▶ _Entries from a pointing dataset_:
++++
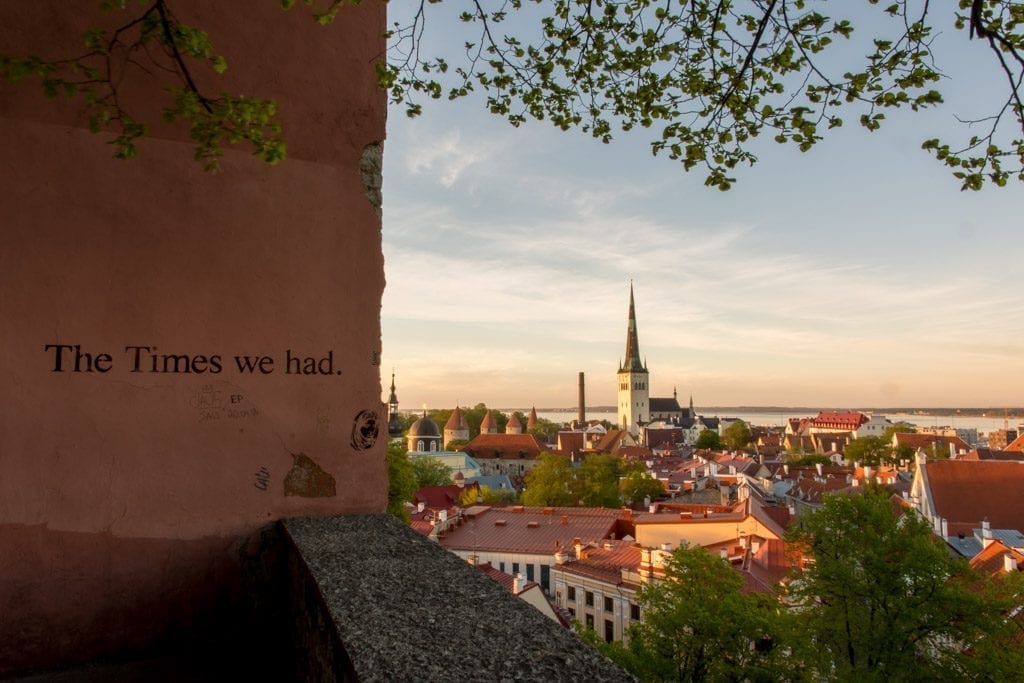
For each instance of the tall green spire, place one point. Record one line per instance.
(632, 363)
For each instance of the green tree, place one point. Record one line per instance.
(400, 480)
(430, 472)
(710, 439)
(807, 459)
(699, 626)
(709, 78)
(870, 451)
(549, 482)
(486, 496)
(597, 481)
(638, 484)
(736, 435)
(884, 599)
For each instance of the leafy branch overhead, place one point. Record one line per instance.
(709, 76)
(704, 77)
(155, 42)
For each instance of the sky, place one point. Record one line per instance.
(853, 275)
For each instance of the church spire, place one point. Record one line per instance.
(632, 363)
(392, 399)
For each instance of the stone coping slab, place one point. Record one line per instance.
(406, 609)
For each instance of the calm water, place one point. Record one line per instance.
(982, 424)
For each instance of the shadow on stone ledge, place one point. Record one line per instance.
(372, 600)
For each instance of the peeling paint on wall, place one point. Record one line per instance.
(371, 170)
(307, 479)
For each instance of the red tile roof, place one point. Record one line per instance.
(528, 530)
(839, 420)
(1016, 444)
(915, 440)
(510, 446)
(506, 580)
(571, 440)
(992, 454)
(965, 491)
(990, 560)
(439, 498)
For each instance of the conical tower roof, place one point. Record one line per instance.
(457, 421)
(488, 425)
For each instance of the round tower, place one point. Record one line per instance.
(456, 428)
(424, 436)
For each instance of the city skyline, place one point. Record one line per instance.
(855, 274)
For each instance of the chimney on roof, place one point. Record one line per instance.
(583, 402)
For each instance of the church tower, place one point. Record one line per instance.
(634, 400)
(394, 424)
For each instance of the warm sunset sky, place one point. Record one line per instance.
(856, 274)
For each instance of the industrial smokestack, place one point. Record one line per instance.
(583, 402)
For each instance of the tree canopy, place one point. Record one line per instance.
(430, 472)
(736, 435)
(709, 438)
(400, 480)
(884, 598)
(697, 625)
(706, 78)
(554, 481)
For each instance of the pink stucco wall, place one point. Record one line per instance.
(126, 496)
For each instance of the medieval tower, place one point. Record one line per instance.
(634, 402)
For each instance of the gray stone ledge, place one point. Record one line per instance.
(402, 608)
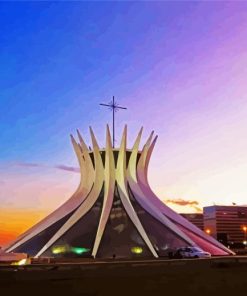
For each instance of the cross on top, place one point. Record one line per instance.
(114, 107)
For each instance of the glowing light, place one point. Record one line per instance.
(22, 262)
(78, 250)
(136, 250)
(59, 249)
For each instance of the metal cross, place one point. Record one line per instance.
(114, 107)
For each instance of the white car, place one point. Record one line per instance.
(191, 252)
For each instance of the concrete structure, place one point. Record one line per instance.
(228, 224)
(195, 218)
(114, 212)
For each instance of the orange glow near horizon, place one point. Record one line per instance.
(14, 222)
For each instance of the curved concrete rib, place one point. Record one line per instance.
(70, 205)
(98, 178)
(123, 193)
(141, 198)
(108, 193)
(142, 173)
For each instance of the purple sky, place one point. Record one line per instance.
(179, 67)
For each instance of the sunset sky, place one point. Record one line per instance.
(179, 67)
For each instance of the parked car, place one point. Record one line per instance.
(191, 252)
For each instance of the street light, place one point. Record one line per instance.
(245, 230)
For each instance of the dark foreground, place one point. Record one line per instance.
(217, 276)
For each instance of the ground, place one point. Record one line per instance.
(221, 276)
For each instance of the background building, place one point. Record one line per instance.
(195, 218)
(228, 224)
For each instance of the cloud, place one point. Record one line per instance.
(67, 168)
(36, 165)
(28, 164)
(181, 202)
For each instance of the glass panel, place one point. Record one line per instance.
(163, 239)
(202, 243)
(35, 244)
(121, 238)
(78, 241)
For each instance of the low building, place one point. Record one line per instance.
(195, 218)
(228, 224)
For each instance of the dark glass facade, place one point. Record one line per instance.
(121, 238)
(33, 246)
(162, 238)
(78, 241)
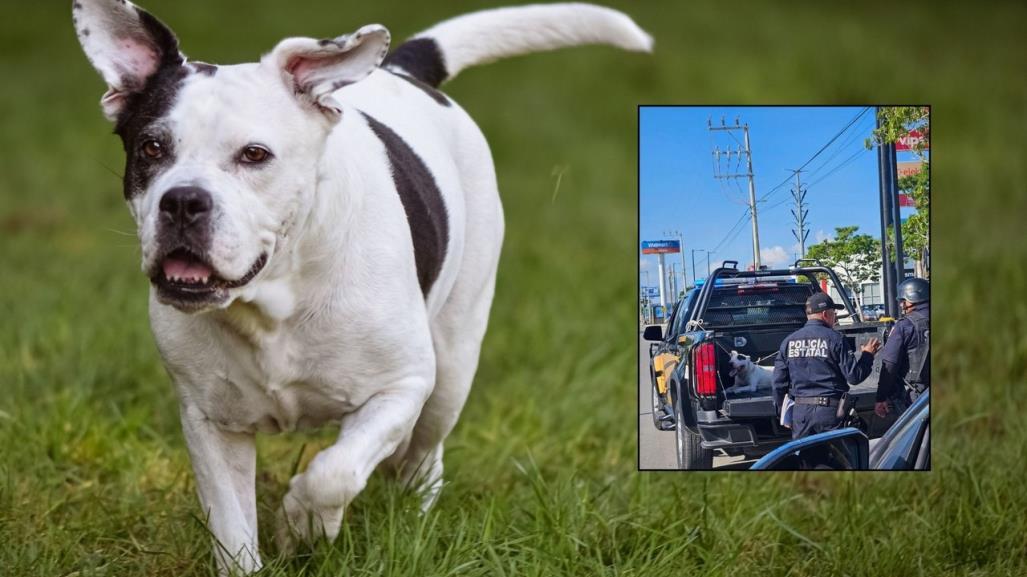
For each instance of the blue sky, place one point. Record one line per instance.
(678, 189)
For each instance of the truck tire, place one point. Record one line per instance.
(690, 453)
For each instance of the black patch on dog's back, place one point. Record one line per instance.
(422, 60)
(435, 94)
(421, 200)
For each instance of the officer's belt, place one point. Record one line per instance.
(918, 388)
(819, 400)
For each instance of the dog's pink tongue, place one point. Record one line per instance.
(178, 268)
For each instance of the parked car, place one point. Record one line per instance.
(663, 354)
(906, 446)
(750, 312)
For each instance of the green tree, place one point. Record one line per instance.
(857, 258)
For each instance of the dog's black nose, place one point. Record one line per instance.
(185, 205)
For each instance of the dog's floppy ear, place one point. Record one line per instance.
(314, 69)
(125, 44)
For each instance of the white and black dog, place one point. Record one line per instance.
(321, 231)
(748, 375)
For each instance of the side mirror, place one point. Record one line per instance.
(653, 333)
(841, 450)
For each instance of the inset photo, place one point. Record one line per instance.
(784, 287)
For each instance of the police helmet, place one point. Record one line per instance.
(914, 290)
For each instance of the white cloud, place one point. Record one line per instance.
(775, 257)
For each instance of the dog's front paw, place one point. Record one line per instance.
(301, 521)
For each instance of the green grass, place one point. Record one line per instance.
(93, 474)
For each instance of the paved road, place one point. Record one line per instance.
(656, 449)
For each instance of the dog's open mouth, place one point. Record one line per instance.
(186, 279)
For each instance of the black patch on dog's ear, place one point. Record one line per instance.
(421, 59)
(142, 111)
(435, 94)
(421, 200)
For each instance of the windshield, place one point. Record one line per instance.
(758, 304)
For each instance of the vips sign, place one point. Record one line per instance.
(909, 168)
(660, 246)
(913, 140)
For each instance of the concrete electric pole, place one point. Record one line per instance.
(718, 174)
(800, 231)
(684, 270)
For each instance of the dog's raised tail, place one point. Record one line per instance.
(442, 51)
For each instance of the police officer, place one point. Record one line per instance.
(906, 358)
(816, 364)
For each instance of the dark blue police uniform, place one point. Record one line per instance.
(906, 358)
(816, 364)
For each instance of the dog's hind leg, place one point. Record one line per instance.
(458, 328)
(225, 465)
(458, 333)
(316, 499)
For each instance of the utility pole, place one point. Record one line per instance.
(718, 174)
(693, 262)
(896, 216)
(684, 269)
(800, 231)
(884, 171)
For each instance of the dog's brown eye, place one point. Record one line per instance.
(255, 154)
(153, 149)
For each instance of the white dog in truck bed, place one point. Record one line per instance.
(321, 231)
(748, 375)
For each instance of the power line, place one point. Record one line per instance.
(818, 153)
(843, 146)
(839, 166)
(742, 220)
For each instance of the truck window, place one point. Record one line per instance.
(758, 305)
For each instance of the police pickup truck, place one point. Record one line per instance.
(750, 312)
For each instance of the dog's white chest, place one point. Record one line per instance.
(276, 383)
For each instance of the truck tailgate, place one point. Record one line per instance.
(755, 407)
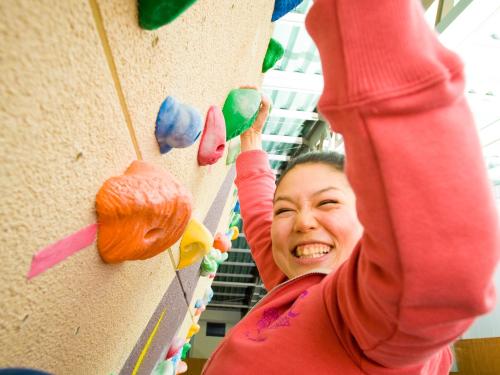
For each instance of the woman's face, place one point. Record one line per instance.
(315, 226)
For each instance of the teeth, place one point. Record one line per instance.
(312, 250)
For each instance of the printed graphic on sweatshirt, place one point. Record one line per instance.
(272, 318)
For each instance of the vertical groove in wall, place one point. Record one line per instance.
(114, 73)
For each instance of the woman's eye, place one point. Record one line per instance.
(328, 201)
(281, 210)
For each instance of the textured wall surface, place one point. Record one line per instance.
(81, 85)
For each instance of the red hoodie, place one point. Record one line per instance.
(423, 268)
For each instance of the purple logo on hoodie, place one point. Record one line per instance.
(272, 318)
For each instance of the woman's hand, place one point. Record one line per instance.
(251, 139)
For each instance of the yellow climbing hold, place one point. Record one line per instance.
(195, 243)
(193, 330)
(236, 233)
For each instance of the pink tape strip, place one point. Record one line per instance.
(57, 252)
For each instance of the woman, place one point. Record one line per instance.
(388, 296)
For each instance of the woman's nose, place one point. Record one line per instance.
(305, 221)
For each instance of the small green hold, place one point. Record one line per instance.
(185, 349)
(156, 13)
(164, 368)
(275, 51)
(240, 110)
(212, 261)
(208, 266)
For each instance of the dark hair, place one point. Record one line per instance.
(333, 159)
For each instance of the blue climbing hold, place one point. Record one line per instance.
(177, 125)
(282, 7)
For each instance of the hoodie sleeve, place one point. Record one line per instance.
(423, 268)
(256, 184)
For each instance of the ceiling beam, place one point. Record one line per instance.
(282, 139)
(278, 157)
(241, 251)
(244, 276)
(301, 115)
(292, 81)
(234, 283)
(234, 306)
(238, 264)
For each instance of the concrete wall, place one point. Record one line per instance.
(81, 88)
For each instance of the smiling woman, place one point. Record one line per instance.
(315, 226)
(387, 293)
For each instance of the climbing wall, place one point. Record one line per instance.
(82, 84)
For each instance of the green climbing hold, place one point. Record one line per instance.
(275, 51)
(185, 349)
(156, 13)
(240, 109)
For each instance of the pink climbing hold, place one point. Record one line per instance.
(213, 138)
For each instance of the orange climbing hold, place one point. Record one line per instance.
(141, 213)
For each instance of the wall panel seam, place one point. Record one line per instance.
(114, 73)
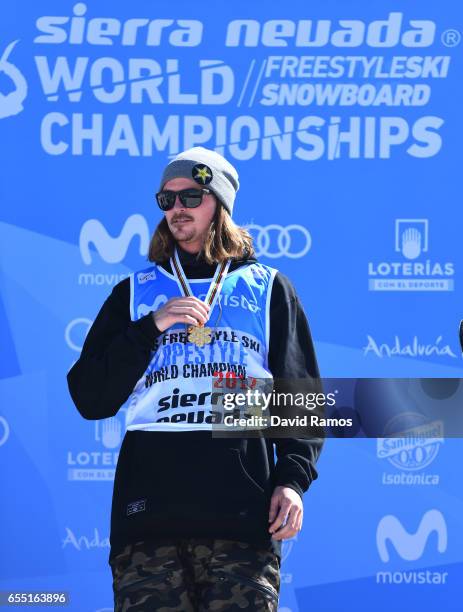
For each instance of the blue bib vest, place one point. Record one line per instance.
(174, 393)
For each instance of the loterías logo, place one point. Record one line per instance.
(11, 103)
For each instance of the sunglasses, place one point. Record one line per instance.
(190, 198)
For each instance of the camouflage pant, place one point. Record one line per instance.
(195, 575)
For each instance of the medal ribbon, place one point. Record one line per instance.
(215, 287)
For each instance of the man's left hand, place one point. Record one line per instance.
(286, 511)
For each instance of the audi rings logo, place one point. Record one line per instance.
(274, 241)
(4, 430)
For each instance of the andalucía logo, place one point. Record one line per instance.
(414, 271)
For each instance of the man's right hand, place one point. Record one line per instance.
(190, 310)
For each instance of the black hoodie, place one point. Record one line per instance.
(190, 484)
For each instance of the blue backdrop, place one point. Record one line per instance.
(344, 122)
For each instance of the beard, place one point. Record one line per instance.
(183, 232)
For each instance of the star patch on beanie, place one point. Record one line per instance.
(202, 174)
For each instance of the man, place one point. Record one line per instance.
(198, 519)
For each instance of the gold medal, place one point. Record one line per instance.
(199, 335)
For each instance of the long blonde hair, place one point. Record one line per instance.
(225, 240)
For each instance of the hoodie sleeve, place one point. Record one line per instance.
(115, 354)
(294, 367)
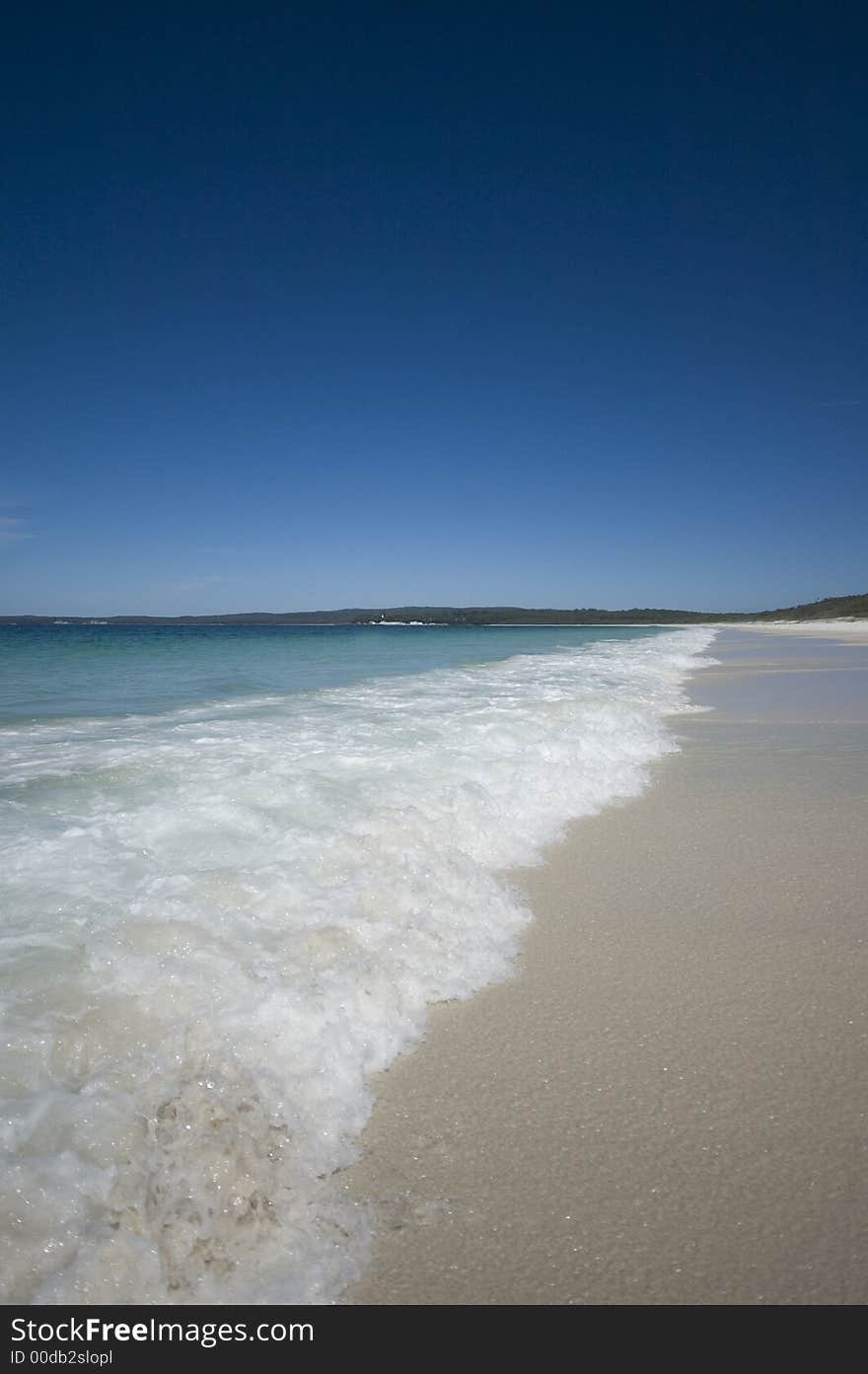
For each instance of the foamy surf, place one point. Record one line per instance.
(223, 922)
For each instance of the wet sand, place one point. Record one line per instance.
(669, 1102)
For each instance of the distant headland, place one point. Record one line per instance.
(832, 608)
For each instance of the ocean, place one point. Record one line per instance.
(235, 867)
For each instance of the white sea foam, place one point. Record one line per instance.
(224, 921)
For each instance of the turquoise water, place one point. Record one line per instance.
(111, 670)
(235, 867)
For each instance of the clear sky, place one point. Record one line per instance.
(316, 305)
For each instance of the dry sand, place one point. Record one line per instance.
(669, 1102)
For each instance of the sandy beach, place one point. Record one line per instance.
(668, 1102)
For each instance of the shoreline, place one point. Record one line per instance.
(664, 1104)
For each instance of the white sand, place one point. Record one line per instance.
(669, 1102)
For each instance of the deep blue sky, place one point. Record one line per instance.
(316, 305)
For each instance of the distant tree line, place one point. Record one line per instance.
(827, 609)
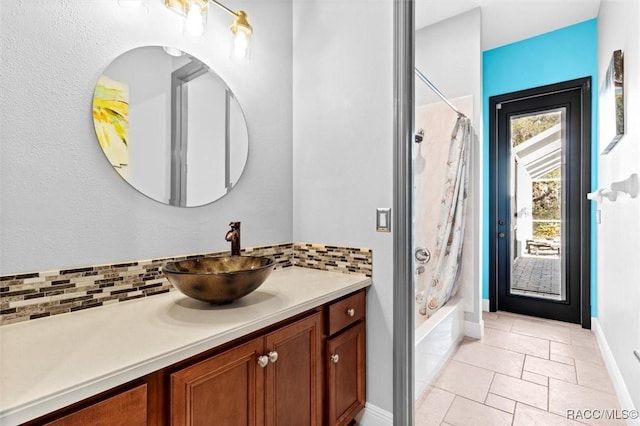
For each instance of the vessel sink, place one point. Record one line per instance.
(218, 280)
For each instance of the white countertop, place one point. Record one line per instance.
(49, 363)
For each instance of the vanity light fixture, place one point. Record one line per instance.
(195, 21)
(133, 4)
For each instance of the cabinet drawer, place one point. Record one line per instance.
(346, 312)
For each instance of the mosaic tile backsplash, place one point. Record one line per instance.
(36, 295)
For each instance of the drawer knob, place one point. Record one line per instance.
(263, 360)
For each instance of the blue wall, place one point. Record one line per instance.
(561, 55)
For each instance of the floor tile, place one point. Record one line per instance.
(516, 342)
(525, 371)
(587, 340)
(464, 412)
(499, 322)
(491, 358)
(563, 359)
(594, 376)
(576, 352)
(432, 407)
(520, 390)
(501, 403)
(530, 416)
(535, 378)
(565, 398)
(465, 380)
(548, 368)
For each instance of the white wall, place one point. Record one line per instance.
(343, 156)
(62, 204)
(449, 54)
(618, 236)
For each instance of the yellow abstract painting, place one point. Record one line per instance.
(111, 120)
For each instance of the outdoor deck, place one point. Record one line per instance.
(537, 275)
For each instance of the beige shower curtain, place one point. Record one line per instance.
(445, 263)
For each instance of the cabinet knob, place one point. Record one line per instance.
(263, 360)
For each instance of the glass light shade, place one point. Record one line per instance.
(241, 30)
(195, 20)
(241, 48)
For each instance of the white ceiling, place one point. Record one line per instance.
(507, 21)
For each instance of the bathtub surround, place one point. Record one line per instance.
(450, 54)
(36, 295)
(446, 265)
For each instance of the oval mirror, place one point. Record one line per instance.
(170, 126)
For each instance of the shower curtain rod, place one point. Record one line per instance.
(431, 86)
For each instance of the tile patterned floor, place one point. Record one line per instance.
(524, 371)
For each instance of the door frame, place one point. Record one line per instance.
(584, 86)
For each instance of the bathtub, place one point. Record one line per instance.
(436, 339)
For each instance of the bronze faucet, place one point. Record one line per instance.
(233, 235)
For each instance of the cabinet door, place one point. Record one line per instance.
(345, 366)
(128, 408)
(292, 386)
(223, 390)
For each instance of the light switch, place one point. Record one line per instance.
(383, 219)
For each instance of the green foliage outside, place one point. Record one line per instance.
(524, 128)
(547, 190)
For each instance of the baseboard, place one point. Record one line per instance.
(372, 415)
(473, 329)
(616, 376)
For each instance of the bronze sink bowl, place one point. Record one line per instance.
(218, 280)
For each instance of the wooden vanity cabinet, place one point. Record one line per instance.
(304, 371)
(345, 359)
(270, 380)
(113, 408)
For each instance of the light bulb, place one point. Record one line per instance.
(172, 51)
(194, 22)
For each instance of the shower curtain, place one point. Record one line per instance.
(445, 263)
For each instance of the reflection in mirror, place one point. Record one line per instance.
(170, 126)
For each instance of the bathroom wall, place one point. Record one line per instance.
(449, 54)
(553, 57)
(343, 152)
(618, 234)
(62, 204)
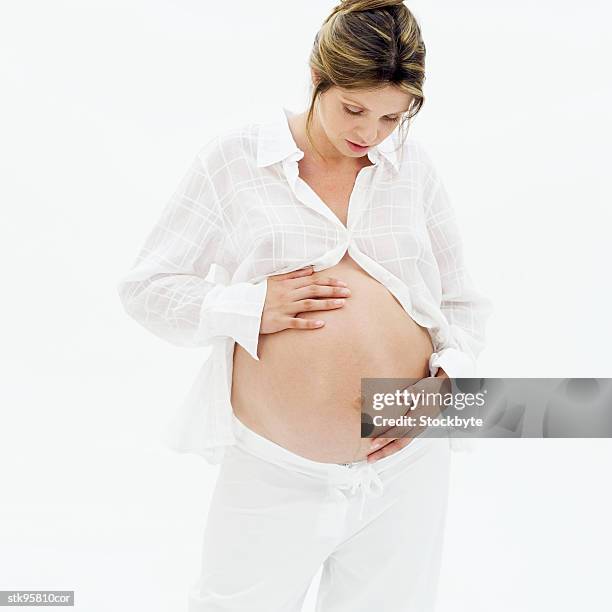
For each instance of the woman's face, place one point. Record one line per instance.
(364, 117)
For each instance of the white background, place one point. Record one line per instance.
(104, 105)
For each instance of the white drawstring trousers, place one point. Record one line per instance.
(276, 516)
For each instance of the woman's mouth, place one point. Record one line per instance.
(355, 147)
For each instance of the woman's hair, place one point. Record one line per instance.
(368, 44)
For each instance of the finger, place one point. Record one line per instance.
(320, 281)
(306, 271)
(377, 443)
(296, 323)
(320, 289)
(313, 304)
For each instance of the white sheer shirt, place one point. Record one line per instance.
(242, 213)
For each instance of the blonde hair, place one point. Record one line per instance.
(368, 44)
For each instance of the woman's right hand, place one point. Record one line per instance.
(294, 292)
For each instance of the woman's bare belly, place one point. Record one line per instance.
(304, 393)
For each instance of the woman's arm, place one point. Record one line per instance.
(166, 291)
(464, 307)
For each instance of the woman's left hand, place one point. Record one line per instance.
(383, 447)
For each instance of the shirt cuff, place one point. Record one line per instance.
(454, 362)
(234, 311)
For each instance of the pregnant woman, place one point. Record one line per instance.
(336, 257)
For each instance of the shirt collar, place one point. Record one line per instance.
(275, 143)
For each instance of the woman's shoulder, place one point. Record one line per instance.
(228, 146)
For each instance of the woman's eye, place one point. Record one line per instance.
(350, 112)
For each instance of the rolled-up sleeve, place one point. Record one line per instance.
(167, 291)
(465, 308)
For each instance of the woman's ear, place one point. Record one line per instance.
(315, 76)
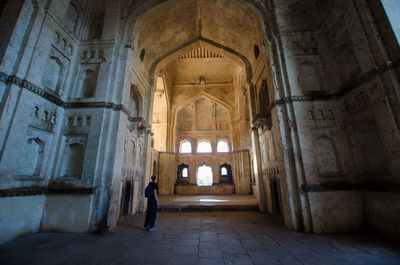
++++
▶ _AIM_: Select every line of the data above that contains the word "pink" and copy each one in full. Matching is case-sensitive.

▶ _SOLUTION_:
For each instance of the pink stucco wall, place one point. Record one line per instance.
For each instance of the dog's pink tongue, place one point. Record one line per instance.
For each instance of the pink tape strip, place one point. Record one line per instance.
For each instance of the pink climbing hold, place one point. Record one line per instance.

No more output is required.